Repeat the whole listing exactly as it appears.
DATASET section start
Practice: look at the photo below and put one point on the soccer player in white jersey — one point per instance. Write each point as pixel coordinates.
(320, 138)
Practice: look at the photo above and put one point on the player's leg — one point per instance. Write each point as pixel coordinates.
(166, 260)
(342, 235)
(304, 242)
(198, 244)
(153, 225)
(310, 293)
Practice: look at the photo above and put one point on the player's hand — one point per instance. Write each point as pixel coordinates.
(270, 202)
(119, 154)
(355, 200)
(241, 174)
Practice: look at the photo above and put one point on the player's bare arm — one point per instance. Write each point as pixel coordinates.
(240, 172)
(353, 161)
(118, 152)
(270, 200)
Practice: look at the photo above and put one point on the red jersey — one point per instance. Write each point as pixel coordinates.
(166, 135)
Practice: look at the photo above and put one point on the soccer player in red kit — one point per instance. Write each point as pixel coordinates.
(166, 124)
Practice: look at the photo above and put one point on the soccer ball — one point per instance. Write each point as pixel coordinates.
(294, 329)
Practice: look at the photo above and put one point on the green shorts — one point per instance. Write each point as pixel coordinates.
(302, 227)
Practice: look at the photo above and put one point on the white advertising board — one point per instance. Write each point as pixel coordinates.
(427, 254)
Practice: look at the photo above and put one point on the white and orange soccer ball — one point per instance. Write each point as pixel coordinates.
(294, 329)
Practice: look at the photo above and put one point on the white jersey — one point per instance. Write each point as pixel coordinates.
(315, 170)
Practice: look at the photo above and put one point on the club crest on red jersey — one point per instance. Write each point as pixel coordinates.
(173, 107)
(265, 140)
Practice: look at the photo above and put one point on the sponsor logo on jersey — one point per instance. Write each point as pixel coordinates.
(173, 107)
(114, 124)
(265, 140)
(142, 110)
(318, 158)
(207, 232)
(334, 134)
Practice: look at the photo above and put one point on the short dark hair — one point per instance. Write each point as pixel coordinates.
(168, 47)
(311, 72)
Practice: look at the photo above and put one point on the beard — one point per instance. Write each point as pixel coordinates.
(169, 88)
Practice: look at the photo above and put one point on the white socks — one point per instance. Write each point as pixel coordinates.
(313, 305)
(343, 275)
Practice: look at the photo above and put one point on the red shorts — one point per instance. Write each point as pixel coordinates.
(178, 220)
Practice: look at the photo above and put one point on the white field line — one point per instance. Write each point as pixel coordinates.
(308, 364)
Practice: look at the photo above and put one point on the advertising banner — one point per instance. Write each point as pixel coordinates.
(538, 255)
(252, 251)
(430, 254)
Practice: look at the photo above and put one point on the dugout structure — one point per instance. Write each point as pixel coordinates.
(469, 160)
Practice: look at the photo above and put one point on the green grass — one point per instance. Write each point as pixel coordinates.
DATASET section end
## RESULT OF THIS EXERCISE
Practice: look at the photo below and put one point on the soccer player in white jersey — one point per instance. Write each point as pixel coordinates.
(320, 138)
Practice: look at the photo above and put one point on the player's leg — one point per instance. Write each point as pixel coordinates.
(166, 260)
(342, 235)
(304, 242)
(198, 244)
(153, 225)
(310, 293)
Practice: look at the photo above and put one point on the player's hand — one point per instance. Write each point as pixel coordinates.
(270, 202)
(119, 154)
(355, 200)
(241, 174)
Practice: look at the photo above and put one point on the player's bare arm — one point per instance. Write each point as pixel coordinates.
(240, 172)
(353, 161)
(118, 152)
(270, 200)
Practice: look at the photo above and put one point on the red jersey — one point per instance. Write each point as pixel coordinates.
(166, 135)
Practice: look at the photo above and put one point on the soccer player in red kit — one point per instance. Write each point as pixel coordinates.
(166, 124)
Practice: look at the photo above and put one point on the soccer ball — one point per instance. Write each point as pixel coordinates.
(294, 329)
Practice: look at the photo above and put one point on the green shorts — one point per instance. Write each point as pixel coordinates.
(302, 227)
Practice: look at the photo above and put one point on the white advertising board — one point per instance. Write each point as pixel coordinates.
(427, 254)
Practice: look at the photo above and put one point on the white and orange soccer ball — one point per instance. Write each point as pixel coordinates.
(294, 329)
Practice: look at the photo above and put one point on the white jersey — one point per instance. Write each point as pixel coordinates.
(315, 170)
Practice: look at the photo above and put one point on the club crest on red jersey — one point per instance. Write each point as pixel coordinates.
(173, 107)
(265, 140)
Practice: look at the photo above and put one point on the sponsor logo on jersey — one point per instance. Write each point as pixel coordinates.
(173, 107)
(114, 124)
(265, 140)
(142, 110)
(318, 158)
(207, 232)
(334, 134)
Practice: look at the photo above and put one point on the short dark hair — one point per instance. Write each point as pixel coordinates.
(168, 47)
(311, 72)
Practice: look at the photo above and put one point on the beard — one point per instance. Write each point as pixel coordinates.
(169, 88)
Practice: look at the photo above and put one point on the white socks — one point per instance. Write each point as pixel coordinates.
(313, 305)
(343, 275)
Practice: look at the photo above and put one point on the red shorts — one point per instance. Write each point as pixel coordinates.
(178, 220)
Practice: look at the photo above and put one point on the white field line — one point per instance. Write each point as pixel coordinates.
(308, 364)
Practice: look at the photo above and put one point on the advertising banner — one point per instance. Write each point as pixel coordinates.
(538, 255)
(252, 251)
(430, 254)
Practice: look at the photo above and put one point on the dugout structure — one point per instance. Write each point as pixel coordinates.
(469, 160)
Practice: look at the photo above and put one point on the green grass — one point per instance. Write each point as pixel coordinates.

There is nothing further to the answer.